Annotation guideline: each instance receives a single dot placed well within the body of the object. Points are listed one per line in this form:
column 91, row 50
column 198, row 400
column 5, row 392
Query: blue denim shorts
* * *
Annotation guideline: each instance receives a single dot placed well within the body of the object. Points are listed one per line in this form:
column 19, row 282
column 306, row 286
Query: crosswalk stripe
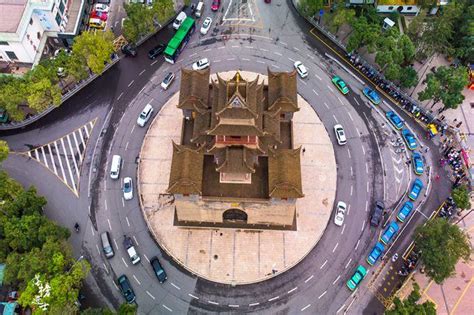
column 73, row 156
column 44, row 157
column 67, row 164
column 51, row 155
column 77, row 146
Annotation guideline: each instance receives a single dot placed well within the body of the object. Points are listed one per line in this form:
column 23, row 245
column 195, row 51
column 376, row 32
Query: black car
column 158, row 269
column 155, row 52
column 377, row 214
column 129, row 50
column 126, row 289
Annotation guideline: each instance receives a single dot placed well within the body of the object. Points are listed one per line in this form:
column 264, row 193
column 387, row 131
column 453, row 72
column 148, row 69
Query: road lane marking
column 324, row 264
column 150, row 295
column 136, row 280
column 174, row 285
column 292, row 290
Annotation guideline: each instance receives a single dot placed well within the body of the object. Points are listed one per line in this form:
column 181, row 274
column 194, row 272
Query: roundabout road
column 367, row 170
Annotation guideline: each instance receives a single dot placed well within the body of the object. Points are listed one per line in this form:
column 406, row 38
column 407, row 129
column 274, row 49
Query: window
==
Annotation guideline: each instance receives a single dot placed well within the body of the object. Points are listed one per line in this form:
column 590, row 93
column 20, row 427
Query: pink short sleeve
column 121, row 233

▶ **Given task**:
Gather every line in the rows above that contains the string "Query". Treat uppercase and lowercase letters as distinct when matching.

▶ **Solution to this problem**:
Query: blue denim shorts
Query: crosswalk stripe
Query: black car
Query: road lane marking
Query: roundabout road
Query: window
Query: pink short sleeve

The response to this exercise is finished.